## Exercise requirements
- a) In the blog post on Afghan food, transcribe the passage from "Things I Like" to "all confused smarty-smart now?".
- b) Answer these questions using the blog post on Afghan food:
(i) Which meat did the writer use in place of lamb?
(ii) How many cups of rice did the writer use instead of two and a half?
(iii) Which fruit did a friend suggest adding to the dish?

## Given passage
_ _ _ _ _ _ _

Things I Like about Afghanistan…the short list

I like Afghan dogs, and I like Afghan food.  Since I posted about the dogs a few days ago, I will post about the food today.  Yum.

Today’s blog includes a recipe for Qabili Palau… which can apparently be spelled about a hundred thousand different ways.  One thing it is not:  Kabuli Palau, as in Palau from Kabul.  It’s sometimes spelled that way, but the letter Afghans use for the K sound (as in Kabul) and the Q sound (as in Qabili) are very different.  We don’t actually have an equivalent letter in English.  It’s kind of like a Q/G mix. The same way Mohammar Gaddafi is also Qaddafi.  It’s the same as the Arabic letter in his name.  Don’t you feel all confused smarty-smart now?

Here is a preview of dinner tonight.

Looks pretty good, doesn’t it?  It wasn’t.  Do you want to know why?  Because I made it with beef instead of lamb at the special request of a friend who later ditched me for dinner because there were better things to do.  Lamb makes this dish better.  That’s probably because that’s how the Afghans make it.  They don’t eat a lot of beef in Afghanistan.  Fat-tailed sheep?  Yes.  Goats?  Absolutely.  But beef?  Not too many cattle ranches in the ‘Stan.

The other problem is that I only used two cups of rice, instead of two and half (because my roommate (who also spent time in Afghanistan) doesn’t happen to love this dish and I was trying to ensure she wouldn’t have gobs of leftovers when I leave town again tomorrow… special thanks once again to the friend that ditched dinner thereby leaving a surplus of food… you know who you are).  Unfortunately, I still used the full amount of water.  That was a mistake.  The rice wound up a bit on the soggy/sticky side.  I guess I could have tried to cook it out longer, but I didn’t.  Sue me.  Actually, please don’t.  I’m contemplating a serious career move, and I’m going to need every penny.

A couple of things before I post the recipe… A friend not the aforementioned “friend” suggested using apples in this dish.  I think they would complement the other flavors quite nicely.  You could use them in addition to the raisins, or you could substitute the raisins altogether… something that would make my roommate happy(er), but probably still wouldn’t make her love the dish.  But that’s cool.  Really.  It is.  I’m not insulted that she doesn’t love this recipe as much as I (and millions of Afghans spanning generations) do.  I wonder how millions of Afghans spanning generations would feel about the addition of apples.  They’d probably like it.  They grow good apples.  Then again, they are rather resistant to change.  So they might not like it after all.  But I would.

_ _ _ _ _ _ _

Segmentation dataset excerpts
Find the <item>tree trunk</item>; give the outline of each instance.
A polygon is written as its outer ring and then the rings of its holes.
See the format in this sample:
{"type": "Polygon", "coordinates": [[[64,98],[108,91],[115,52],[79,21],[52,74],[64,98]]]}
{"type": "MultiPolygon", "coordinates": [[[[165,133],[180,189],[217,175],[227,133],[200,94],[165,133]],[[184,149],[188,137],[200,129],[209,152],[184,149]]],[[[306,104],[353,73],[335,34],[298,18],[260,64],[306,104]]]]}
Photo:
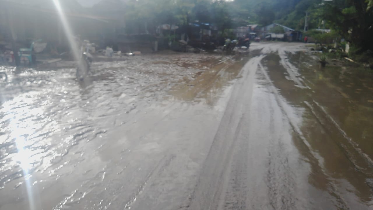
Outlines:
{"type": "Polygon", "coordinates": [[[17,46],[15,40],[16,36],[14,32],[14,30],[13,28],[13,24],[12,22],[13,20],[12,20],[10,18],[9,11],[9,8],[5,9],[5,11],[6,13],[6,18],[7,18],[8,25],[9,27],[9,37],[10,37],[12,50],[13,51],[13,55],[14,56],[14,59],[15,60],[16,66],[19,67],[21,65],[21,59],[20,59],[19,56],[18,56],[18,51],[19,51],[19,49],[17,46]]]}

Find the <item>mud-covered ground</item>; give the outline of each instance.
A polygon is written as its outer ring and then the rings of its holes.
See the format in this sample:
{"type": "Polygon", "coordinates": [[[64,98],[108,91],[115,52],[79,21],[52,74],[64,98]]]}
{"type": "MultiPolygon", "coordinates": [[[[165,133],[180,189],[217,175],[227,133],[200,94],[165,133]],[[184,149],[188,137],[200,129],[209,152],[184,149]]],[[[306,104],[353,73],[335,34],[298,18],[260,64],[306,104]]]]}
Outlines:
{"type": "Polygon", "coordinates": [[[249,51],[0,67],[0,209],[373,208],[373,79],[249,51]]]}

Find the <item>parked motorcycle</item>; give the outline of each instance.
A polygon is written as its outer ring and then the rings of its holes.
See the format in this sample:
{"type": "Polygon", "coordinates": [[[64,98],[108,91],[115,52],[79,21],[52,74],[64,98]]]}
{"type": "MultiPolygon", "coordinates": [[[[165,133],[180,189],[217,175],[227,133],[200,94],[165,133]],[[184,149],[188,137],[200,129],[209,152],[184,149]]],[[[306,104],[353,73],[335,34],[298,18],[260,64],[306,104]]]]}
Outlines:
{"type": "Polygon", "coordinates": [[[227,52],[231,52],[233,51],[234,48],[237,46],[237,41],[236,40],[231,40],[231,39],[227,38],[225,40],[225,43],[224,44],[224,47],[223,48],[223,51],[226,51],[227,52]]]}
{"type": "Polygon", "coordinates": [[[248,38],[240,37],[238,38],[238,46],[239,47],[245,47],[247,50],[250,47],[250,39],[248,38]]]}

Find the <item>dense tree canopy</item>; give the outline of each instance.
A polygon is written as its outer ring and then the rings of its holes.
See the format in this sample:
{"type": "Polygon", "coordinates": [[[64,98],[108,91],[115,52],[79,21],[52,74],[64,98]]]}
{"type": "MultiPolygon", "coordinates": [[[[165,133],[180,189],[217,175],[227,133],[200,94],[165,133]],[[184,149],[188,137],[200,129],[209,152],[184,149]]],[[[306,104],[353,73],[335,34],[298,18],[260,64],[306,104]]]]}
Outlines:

_ _ _ _ _ _ _

## Task solutions
- a)
Things I Like about Afghanistan…the short list

I like Afghan dogs, and I like Afghan food.  Since I posted about the dogs a few days ago, I will post about the food today.  Yum.

Today’s blog includes a recipe for Qabili Palau… which can apparently be spelled about a hundred thousand different ways.  One thing it is not:  Kabuli Palau, as in Palau from Kabul.  It’s sometimes spelled that way, but the letter Afghans use for the K sound (as in Kabul) and the Q sound (as in Qabili) are very different.  We don’t actually have an equivalent letter in English.  It’s kind of like a Q/G mix. The same way Mohammar Gaddafi is also Qaddafi.  It’s the same as the Arabic letter in his name.  Don’t you feel all confused smarty-smart now?

- b)
(i) Beef
(ii) Two cups
(iii) Apples